■ WHAT YOU HAVE TO DO ■
All entries are to be given again verbatim.

==== INFORMATION SHOWN ====

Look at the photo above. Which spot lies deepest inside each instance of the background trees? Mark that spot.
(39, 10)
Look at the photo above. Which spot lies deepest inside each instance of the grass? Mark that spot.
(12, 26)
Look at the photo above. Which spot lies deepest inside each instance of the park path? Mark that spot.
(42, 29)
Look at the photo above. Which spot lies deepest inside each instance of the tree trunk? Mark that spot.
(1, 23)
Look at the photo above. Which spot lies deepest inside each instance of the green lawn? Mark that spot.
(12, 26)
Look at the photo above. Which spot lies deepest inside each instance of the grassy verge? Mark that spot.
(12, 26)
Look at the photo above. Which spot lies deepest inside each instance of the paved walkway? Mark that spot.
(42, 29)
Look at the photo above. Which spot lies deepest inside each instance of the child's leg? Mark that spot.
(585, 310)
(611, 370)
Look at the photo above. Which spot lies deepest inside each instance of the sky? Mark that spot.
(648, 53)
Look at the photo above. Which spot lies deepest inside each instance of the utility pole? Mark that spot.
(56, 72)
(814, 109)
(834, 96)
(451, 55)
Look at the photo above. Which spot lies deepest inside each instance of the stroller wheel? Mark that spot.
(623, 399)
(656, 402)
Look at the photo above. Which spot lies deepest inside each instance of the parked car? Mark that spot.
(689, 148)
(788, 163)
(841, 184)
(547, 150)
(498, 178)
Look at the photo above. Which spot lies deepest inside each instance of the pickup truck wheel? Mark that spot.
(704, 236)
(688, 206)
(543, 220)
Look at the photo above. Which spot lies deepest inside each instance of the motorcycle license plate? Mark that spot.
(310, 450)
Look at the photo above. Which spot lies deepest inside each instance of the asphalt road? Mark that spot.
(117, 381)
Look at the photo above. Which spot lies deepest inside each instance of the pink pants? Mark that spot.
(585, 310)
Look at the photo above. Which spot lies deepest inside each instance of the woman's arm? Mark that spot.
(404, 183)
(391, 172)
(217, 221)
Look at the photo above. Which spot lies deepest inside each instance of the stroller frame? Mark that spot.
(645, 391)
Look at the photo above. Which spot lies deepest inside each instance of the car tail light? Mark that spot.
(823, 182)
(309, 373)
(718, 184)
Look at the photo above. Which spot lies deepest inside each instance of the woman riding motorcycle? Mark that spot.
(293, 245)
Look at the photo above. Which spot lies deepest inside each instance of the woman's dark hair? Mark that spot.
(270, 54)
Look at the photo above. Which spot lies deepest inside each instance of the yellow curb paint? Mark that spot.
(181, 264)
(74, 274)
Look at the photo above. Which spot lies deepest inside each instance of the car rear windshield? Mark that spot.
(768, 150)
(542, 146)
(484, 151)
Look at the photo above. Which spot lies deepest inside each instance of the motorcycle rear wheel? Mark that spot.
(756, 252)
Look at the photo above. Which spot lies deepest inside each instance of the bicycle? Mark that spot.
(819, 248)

====

■ OUTPUT OF THE TASK ■
Look at the photo above. Which spot lies deepest inside each instance of the background trees? Mark that spot.
(39, 10)
Look at the photo above. Which spot lies deepest inside each instance of the grass? Mark that spot.
(12, 26)
Look at the photo above. Which spot lies deepest inside each instance of the park path? Mark that spot.
(42, 29)
Look at the photo above. Which spot lies deepest inside each instance of the tree trunk? Mark that spot.
(1, 23)
Look at the photo above. Which spot lies deepest inside each instance of the green lawn? Mark that spot.
(12, 26)
Look at the photo above. Which spot lies deepest inside each instance of the grassy verge? Mark that spot.
(12, 26)
Look at the photo above. Which spot lies deepest inside each instance of the paved walkway? Mark that spot.
(42, 29)
Look at the photo above. Which spot lies deepest inside each instance of the child's leg? Mark that spot.
(585, 310)
(611, 370)
Look at the photo above. Which spot lies deepest inside each instance of the sky? Mark that spot.
(648, 53)
Look at the photo above. Which spot lies deepest inside each instance of the utility pole? Mark that spot.
(56, 72)
(814, 109)
(834, 96)
(451, 55)
Look at the photo above. Which spot lies deepest inside each instance of the stroller wheel? Mark that spot.
(623, 399)
(656, 402)
Look at the photo above. Which spot lies deepest inside each instance of the parked car? Mark that spot.
(689, 148)
(788, 163)
(841, 184)
(547, 150)
(498, 178)
Look at the photo above. Which spot lies deepest inside each instance of the pickup truck wheel? Mark that spot.
(704, 236)
(688, 206)
(543, 220)
Look at the photo above. Which spot lies deepest inside each instance of the motorcycle license plate? Mark that spot.
(310, 450)
Look at the photo above. Which spot lies deepest inside each instance of the asphalt road? Mark that spot.
(117, 381)
Look at the photo above. Which spot lies deepest inside each instance of the pink pants? Mark that spot.
(585, 310)
Look at the photo above. Which spot lies deepest inside each instance of the woman's arm? Mark that spot.
(404, 183)
(391, 172)
(217, 221)
Look at the photo above. Which spot lies deepest inside each instance of the stroller frame? Mark that spot.
(645, 391)
Look at the photo above. Which spot lies deepest inside each instance of the car tail light? Mark that spot.
(823, 182)
(309, 373)
(718, 184)
Look at the photo above. Which spot lies deepest inside each instance of the woman riding motorcycle? Mark that spot.
(293, 245)
Look at the photo above. Which spot lies deepest inside each instance of the woman's dark hair? Mark that spot.
(270, 54)
Look at the photo above. Which spot lies deepest inside each instance of the yellow curb paint? Mark that spot.
(181, 264)
(74, 274)
Look at the photo above. Which spot lies deepest inside each instance of the car rear windshield? Mark that spot.
(768, 150)
(542, 146)
(484, 151)
Look at the photo above. Which spot lies deepest inside each instance of the motorcycle rear wheel? Mark that spot.
(756, 252)
Look at the photo above. Which spot lies deepest inside each instance of the bicycle? Mark that spot.
(819, 248)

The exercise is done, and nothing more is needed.